:: HOW TO COMPLETE THIS TASK ::
For the records below, give the number of lines where the string "dark" occurs. Include nothing else.
****************
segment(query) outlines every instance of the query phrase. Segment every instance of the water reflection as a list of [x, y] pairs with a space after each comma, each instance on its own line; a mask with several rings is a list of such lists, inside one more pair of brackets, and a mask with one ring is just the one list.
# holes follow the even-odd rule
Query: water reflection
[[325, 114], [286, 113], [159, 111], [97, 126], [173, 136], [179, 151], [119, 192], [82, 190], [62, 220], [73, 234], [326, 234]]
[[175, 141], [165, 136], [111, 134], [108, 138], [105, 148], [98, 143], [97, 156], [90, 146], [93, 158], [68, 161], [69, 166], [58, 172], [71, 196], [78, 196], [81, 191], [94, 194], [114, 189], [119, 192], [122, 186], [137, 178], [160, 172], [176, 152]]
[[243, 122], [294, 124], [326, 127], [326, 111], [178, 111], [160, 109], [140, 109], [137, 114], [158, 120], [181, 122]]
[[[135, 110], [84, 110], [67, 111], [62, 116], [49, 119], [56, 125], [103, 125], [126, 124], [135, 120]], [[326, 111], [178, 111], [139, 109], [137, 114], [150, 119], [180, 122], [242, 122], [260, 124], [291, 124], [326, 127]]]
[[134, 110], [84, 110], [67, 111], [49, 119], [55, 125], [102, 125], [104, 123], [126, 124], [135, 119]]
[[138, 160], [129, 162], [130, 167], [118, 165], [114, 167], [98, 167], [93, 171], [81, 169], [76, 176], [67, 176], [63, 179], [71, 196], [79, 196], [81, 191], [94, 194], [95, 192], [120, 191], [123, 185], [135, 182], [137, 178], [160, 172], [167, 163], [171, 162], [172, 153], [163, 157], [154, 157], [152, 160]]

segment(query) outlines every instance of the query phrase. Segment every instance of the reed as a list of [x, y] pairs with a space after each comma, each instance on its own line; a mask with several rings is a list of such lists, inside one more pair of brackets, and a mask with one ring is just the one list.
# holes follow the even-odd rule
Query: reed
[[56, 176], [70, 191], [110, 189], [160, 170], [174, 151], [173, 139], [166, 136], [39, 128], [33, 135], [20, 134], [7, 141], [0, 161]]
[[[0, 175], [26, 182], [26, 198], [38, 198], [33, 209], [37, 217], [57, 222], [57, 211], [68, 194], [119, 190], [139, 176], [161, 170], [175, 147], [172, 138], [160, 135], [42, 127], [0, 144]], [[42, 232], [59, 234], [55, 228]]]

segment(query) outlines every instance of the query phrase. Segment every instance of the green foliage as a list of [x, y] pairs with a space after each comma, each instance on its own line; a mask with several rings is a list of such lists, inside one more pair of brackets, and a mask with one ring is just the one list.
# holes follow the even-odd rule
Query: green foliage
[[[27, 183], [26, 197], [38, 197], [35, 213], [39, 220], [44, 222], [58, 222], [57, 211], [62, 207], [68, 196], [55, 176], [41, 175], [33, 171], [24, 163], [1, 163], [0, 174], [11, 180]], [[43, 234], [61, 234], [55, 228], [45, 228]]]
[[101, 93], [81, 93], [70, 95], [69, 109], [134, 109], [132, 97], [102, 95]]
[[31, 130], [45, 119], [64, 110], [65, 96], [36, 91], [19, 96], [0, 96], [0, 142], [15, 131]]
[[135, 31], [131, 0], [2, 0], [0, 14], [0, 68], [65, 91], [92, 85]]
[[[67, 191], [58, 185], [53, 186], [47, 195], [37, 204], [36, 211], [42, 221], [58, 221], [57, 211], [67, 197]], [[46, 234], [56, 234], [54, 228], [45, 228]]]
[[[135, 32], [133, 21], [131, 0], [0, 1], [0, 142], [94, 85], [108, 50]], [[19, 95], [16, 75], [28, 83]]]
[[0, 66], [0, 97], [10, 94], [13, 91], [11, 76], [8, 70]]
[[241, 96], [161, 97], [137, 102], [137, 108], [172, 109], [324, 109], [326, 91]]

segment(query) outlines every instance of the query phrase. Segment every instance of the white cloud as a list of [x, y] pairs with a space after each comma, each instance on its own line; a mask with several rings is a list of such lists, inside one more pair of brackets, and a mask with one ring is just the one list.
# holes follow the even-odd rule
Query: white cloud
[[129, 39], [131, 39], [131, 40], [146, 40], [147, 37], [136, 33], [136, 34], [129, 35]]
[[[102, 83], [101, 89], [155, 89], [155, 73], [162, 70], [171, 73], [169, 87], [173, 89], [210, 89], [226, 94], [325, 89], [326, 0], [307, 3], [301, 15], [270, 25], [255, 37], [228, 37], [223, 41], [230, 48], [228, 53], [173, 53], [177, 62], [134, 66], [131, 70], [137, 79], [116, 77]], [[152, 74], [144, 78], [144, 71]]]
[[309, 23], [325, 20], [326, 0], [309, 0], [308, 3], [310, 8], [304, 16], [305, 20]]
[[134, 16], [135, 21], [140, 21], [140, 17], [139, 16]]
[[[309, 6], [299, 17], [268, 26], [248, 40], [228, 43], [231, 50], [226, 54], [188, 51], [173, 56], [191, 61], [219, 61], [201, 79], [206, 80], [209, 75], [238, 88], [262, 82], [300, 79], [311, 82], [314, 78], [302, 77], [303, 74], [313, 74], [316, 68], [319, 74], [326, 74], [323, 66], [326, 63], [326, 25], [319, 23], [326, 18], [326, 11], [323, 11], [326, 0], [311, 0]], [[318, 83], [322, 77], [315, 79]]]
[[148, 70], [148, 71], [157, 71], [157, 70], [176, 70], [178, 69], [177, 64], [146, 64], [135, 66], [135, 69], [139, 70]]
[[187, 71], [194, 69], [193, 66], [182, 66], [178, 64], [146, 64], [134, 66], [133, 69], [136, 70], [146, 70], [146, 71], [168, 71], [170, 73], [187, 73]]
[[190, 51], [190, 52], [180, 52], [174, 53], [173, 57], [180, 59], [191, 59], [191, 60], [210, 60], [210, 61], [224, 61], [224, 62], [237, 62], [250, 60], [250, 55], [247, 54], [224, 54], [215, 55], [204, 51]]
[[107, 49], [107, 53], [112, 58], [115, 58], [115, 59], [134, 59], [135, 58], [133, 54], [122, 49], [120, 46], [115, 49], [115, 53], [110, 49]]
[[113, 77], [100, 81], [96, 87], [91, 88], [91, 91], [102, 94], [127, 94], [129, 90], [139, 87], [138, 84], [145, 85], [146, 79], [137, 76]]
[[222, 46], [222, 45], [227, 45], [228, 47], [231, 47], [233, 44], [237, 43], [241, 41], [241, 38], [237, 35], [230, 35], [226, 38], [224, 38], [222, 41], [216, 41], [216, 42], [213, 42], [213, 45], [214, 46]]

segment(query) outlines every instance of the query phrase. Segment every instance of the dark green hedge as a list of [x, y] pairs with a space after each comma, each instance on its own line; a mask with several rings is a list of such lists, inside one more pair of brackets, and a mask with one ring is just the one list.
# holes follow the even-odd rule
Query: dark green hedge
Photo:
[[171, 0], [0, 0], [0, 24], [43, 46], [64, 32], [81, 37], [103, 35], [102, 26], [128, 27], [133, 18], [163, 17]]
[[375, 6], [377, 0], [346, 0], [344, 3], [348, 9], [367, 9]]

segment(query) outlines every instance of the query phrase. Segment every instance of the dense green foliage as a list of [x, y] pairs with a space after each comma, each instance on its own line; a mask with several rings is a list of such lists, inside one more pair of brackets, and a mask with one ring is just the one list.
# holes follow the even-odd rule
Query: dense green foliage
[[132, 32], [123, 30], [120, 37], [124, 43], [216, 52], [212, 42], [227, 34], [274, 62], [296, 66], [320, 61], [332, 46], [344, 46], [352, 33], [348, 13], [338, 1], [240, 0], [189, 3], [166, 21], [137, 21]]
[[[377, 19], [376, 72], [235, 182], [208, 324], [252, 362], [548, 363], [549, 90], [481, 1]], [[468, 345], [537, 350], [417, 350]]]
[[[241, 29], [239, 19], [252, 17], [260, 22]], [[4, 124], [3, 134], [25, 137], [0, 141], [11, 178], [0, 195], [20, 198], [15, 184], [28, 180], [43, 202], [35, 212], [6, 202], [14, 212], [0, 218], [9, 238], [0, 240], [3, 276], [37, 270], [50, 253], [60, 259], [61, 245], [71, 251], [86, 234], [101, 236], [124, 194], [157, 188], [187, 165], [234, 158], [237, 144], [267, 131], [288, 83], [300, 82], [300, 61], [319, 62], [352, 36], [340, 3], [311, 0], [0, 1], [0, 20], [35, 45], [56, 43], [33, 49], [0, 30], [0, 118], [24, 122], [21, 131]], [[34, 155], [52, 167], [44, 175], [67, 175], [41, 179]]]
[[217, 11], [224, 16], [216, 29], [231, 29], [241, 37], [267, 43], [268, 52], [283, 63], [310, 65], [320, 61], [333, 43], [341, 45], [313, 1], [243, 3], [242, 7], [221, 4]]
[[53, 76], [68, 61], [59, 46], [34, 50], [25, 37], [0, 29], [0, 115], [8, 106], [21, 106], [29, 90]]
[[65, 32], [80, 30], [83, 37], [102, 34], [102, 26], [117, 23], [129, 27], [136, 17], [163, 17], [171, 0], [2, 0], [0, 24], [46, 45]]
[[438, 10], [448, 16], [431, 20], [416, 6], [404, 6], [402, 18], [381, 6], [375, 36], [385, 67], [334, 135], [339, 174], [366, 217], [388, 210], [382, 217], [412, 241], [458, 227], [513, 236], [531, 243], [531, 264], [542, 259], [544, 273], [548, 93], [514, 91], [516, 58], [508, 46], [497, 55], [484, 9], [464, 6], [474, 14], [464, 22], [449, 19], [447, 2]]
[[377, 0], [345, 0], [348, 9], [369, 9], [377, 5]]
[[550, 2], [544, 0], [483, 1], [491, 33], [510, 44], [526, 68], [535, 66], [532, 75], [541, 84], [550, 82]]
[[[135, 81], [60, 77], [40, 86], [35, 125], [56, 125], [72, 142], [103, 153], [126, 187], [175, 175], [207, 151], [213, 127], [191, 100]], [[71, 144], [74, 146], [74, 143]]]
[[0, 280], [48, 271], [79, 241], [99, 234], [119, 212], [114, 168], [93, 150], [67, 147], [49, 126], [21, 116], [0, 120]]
****************
:: THE ANSWER ::
2